Il a marqué seize points à ses vingt-sept derniers matchs de la saison 2024-2025, puis mené les États-Unis à la médaille d’or au Championnat du monde sénior avec douze points en dix rencontres. Il a pris sa place. Pendant que le Canadien, lui, perdait du temps, de l’argent et du capital espoir dans un corps trop fragile pour tenir.

La claque devient encore plus violente quand on regarde les chiffres. Nazar, à seulement deux matchs cette saison, totalise déjà trois points et joue plus de vingt minutes par match. Il est utilisé sur les deux unités spéciales.

Son entraîneur-chef, Jeff Blashill, ne cache même pas son enthousiasme :

« Sa vitesse est spéciale et il peut passer et marquer à haute vitesse. Il aura un très gros impact cette saison. »

Même Nick Foligno, vétéran respecté, en parle comme d’un moteur d’équipe :

« Maintenant, les équipes savent qu’un autre trio s’en vient après Connor. Ça va beaucoup aider Bedard. »

Nazar n’est plus un espoir. C’est une arme. Et sa simple existence rappelle à chaque seconde ce que Montréal a perdu.

Le problème pour Kent Hughes, c’est que ce genre d’erreur ne s’efface pas. À Chicago, on a profité de la naïveté d’un DG encore nouveau, encore confiant, encore persuadé qu’il pouvait transformer un joueur brisé en vedette.

À Montréal, on a vendu cette transaction comme un coup d’audace. Aujourd’hui, c’est un désastre.

Un choix de premier tour envolé. Un défenseur top-4 (Romanov) disparu. Et un centre de 24 ans qui n’a jamais disputé plus de 40 matchs d’une saison sans se blesser.

Quand on ajoute à cela la perspective d’un contrat de Nazar à 46 millions, le contraste devient grotesque. Montréal paie encore Dach 3,3 millions pour le voir disparaître dans les gradins, pendant que Nazar empoche 6,6 millions pour être au cœur du renouveau des Hawks.

Et surtout, Nazar est aimé. À Chicago, il est la coqueluche du vestiaire, un symbole de la reconstruction. À Montréal, Dach est une ombre. Une rumeur. Un joueur qu’on mentionne à voix basse pour ne pas rouvrir la plaie.

Ce malaise, Martin St-Louis le sent. Après la conférence de presse de Nazar, il a tenté d’éteindre le feu en se portant à la défense de son DG :

« On ne peut pas juger une transaction après deux saisons. Kirby a encore beaucoup à offrir. Il travaille fort, il veut revenir, il est dans le bon état d’esprit. »

Mais la salle de presse est restée glaciale. Parce que tout le monde sait que ce n’est plus une question de patience. C’est une question de destin. Dach ne sera jamais ce que Nazar est déjà devenu. Et chaque fois que Nazar marque, que Chicago gagne, que Bedard sourit à côté de lui, c’est toute la reconstruction du CH qui tremble un peu plus.
• • • • •
■ CONSIGNE 1
Selon l'extrait sur Nazar et Dach, combien de points Nazar totalise-t-il après deux matchs cette saison ?
■ CONSIGNE 2
Écrivez la suite de l'extrait sur Nazar et Dach à partir de sa dernière phrase, s'il vous plaît.
Vous n'aurez pas besoin des enregistrements.
• • • • •
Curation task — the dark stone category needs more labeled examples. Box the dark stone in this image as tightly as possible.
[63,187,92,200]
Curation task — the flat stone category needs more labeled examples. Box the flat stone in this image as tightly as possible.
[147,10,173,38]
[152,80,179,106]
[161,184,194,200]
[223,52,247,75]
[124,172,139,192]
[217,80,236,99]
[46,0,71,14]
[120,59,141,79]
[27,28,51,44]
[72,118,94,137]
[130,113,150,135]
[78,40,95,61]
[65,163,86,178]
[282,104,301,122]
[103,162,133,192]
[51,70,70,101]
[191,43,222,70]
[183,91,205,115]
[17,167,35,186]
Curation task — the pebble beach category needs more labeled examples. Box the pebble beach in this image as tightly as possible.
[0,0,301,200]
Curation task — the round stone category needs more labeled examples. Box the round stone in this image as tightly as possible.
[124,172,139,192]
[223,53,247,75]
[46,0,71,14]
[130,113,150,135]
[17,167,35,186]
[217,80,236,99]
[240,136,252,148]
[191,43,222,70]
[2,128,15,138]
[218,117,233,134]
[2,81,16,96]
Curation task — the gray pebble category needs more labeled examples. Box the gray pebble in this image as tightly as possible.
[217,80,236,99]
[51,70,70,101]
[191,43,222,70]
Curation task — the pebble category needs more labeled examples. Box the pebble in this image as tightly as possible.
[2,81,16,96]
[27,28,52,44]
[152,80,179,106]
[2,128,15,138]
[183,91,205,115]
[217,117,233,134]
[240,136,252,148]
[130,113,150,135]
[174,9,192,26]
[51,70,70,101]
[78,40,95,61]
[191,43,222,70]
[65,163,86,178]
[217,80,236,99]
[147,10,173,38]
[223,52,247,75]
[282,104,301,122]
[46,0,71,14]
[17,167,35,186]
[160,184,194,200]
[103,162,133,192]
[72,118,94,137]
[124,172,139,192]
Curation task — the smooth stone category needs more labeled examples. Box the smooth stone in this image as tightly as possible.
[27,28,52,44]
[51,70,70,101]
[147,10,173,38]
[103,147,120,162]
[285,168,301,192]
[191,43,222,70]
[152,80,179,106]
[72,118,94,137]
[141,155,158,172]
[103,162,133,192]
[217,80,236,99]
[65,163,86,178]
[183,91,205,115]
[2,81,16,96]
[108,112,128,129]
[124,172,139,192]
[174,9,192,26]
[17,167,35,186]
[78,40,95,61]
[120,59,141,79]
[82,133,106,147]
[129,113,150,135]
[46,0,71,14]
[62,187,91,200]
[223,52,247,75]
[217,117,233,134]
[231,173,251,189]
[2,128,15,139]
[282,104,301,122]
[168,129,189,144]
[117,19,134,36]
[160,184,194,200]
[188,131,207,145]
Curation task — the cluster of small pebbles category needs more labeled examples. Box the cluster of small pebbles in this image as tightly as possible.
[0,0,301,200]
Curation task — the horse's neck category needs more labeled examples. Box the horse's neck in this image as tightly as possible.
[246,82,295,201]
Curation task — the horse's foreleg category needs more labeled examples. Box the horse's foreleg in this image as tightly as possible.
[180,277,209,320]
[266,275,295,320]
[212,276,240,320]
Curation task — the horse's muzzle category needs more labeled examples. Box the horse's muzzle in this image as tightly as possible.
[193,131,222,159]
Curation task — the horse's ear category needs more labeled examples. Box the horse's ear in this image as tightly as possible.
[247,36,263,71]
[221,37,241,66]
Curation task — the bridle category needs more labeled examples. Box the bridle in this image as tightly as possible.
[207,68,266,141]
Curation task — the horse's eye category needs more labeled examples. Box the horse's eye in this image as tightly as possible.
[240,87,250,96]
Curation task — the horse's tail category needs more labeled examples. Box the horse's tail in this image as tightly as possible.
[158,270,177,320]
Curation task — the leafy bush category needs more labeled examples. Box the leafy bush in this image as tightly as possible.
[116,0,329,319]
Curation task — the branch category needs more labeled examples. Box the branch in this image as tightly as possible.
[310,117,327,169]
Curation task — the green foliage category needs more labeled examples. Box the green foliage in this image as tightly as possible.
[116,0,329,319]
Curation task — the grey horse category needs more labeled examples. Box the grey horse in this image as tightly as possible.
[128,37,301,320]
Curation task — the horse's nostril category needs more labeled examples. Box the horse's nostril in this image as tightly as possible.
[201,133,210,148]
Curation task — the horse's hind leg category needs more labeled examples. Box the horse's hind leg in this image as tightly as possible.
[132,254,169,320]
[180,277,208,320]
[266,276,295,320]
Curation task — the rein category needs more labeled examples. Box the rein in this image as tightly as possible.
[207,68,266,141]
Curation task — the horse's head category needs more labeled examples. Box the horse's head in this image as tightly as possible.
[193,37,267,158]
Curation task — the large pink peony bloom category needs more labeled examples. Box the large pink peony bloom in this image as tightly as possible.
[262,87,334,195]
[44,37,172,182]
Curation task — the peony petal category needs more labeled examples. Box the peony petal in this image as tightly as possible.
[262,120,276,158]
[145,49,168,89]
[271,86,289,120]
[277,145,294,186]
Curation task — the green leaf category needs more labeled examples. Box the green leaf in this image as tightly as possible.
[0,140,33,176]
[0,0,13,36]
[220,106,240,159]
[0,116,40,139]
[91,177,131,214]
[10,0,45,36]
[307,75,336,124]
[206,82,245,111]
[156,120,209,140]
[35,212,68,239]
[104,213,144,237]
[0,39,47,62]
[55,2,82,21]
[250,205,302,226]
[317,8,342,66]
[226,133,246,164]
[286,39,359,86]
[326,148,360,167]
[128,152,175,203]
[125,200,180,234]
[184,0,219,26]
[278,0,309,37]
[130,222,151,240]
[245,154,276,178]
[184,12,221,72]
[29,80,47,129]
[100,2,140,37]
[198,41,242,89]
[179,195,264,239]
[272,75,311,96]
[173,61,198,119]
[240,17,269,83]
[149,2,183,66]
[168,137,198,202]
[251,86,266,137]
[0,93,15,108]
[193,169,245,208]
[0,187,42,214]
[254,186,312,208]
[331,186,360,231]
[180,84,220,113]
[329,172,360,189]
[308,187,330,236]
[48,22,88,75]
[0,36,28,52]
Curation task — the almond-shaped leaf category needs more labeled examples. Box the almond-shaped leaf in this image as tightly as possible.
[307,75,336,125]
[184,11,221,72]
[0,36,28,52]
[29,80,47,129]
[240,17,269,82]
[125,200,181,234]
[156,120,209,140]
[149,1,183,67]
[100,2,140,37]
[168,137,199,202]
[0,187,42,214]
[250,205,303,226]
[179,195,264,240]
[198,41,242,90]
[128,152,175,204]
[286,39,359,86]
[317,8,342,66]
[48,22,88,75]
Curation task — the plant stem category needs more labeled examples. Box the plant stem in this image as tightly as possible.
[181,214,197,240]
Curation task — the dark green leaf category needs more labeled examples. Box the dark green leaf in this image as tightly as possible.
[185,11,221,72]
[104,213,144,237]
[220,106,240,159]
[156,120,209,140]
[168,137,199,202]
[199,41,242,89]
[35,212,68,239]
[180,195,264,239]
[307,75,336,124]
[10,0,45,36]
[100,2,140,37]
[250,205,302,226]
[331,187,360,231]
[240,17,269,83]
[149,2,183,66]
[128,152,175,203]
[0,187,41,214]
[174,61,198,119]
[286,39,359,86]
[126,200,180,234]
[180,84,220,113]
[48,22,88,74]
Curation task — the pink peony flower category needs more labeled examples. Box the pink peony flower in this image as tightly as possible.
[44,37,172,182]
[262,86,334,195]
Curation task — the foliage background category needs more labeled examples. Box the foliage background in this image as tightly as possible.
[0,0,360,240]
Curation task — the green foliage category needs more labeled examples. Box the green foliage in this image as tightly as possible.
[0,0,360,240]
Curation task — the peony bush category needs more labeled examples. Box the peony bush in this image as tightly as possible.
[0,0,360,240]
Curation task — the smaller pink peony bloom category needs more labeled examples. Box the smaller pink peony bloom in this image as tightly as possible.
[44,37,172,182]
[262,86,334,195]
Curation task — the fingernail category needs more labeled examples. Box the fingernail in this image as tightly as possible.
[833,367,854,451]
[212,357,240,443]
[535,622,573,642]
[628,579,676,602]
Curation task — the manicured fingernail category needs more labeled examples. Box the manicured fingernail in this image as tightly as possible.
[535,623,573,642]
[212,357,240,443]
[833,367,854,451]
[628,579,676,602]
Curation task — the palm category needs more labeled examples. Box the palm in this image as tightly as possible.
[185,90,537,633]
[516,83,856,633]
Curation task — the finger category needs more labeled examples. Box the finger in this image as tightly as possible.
• • • • •
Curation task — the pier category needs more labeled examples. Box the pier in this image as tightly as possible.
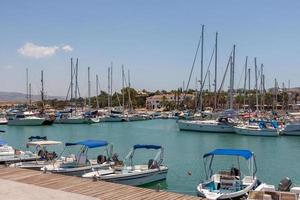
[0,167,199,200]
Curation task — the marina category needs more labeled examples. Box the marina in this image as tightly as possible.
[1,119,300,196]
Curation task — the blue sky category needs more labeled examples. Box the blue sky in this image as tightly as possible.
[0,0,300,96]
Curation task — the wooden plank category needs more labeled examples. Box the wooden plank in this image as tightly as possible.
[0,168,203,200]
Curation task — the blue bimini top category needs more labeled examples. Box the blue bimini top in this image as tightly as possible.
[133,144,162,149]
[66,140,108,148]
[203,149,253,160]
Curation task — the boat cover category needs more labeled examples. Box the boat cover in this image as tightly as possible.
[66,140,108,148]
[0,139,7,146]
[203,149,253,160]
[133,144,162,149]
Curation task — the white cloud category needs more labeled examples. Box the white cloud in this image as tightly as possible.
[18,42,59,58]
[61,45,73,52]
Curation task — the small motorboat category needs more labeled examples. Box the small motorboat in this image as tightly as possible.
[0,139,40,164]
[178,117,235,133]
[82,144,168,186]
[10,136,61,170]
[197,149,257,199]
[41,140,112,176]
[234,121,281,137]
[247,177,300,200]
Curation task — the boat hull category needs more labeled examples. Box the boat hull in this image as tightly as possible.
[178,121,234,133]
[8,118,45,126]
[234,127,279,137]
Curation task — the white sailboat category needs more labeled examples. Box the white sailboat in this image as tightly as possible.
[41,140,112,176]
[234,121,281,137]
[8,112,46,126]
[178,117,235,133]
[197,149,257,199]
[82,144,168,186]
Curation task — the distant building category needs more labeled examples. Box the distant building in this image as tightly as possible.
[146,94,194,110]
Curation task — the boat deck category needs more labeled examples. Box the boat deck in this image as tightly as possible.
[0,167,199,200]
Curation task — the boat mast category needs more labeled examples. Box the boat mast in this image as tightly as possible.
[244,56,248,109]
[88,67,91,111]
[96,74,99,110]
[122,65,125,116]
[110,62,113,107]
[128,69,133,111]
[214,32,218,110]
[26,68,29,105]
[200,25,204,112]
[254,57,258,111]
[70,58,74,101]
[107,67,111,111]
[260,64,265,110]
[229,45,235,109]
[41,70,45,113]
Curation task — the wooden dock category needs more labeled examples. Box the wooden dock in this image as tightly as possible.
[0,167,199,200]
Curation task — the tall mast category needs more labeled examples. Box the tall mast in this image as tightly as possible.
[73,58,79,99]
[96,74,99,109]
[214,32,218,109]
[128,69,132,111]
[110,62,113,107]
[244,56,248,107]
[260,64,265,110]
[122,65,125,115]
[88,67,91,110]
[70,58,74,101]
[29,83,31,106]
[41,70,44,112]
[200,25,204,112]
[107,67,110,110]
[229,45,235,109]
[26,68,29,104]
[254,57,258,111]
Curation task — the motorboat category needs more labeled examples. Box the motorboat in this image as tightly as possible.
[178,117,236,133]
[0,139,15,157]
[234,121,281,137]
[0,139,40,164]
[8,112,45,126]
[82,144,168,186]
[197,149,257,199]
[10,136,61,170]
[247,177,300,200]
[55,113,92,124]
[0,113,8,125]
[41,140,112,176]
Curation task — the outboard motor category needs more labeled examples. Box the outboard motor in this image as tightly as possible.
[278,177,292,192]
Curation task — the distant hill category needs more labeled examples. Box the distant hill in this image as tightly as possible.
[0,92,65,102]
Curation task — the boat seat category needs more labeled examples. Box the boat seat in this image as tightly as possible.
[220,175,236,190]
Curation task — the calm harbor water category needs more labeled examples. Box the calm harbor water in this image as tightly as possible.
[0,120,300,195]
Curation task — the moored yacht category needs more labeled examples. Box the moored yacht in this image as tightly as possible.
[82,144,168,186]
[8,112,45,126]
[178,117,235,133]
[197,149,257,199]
• • • • •
■ RÉPONSE 1
Il totalise déjà trois points.

■ RÉPONSE 2
Le nom de Frank Nazar est devenu un rappel constant de ce que Kent Hughes a perdu : la vision, le flair et, désormais, la crédibilité.

À Montréal, certains essaient encore de se rassurer. On dit que Dach pourrait revenir cet hiver. Qu’il pourrait retrouver son rythme. Qu’il pourrait surprendre.

Mais la réalité est froide. Son genou a déjà été opéré deux fois. Son jeu repose sur sa mobilité, son explosivité, sa puissance. Tout ce qu’une double greffe du ligament compromet.

Et pendant que le CH prie pour un miracle, Frank Nazar joue déjà comme un vétéran, comme un leader, comme un joueur dont le nom sera bientôt dans les discussions du trophée Selke.

Ironiquement, il a même été invité au camp d’évaluation olympique d’Équipe USA pour 2026. Pendant que Dach lutte pour demeurer dans le top 9, Nazar rêve des Jeux de Milan.

L’histoire n’a peut-être pas encore de point final, mais la conclusion morale, elle, est déjà écrite. Montréal a échangé l’avenir pour une illusion. Chicago a gagné sur toute la ligne.

Nazar n’est pas seulement un joueur prometteur, il est la preuve vivante que la patience, la structure et la confiance paient plus que les paris sur la rédemption.

Le Canadien avait entre les mains le choix numéro 13, un ticket pour un joueur d’élite. Il a préféré une promesse abîmée.

Et trois ans plus tard, les conséquences se mesurent en millions, en défaites, en réputation. Kent Hughes pourra bien défendre son bilan tant qu’il voudra, il ne pourra jamais effacer l’image de Nazar levant les bras après un autre but, pendant que Dach serre les dents dans une salle de rééducation.

Parce que certaines erreurs ne se corrigent pas. Elles s’impriment dans la mémoire collective. Et celle-là restera longtemps.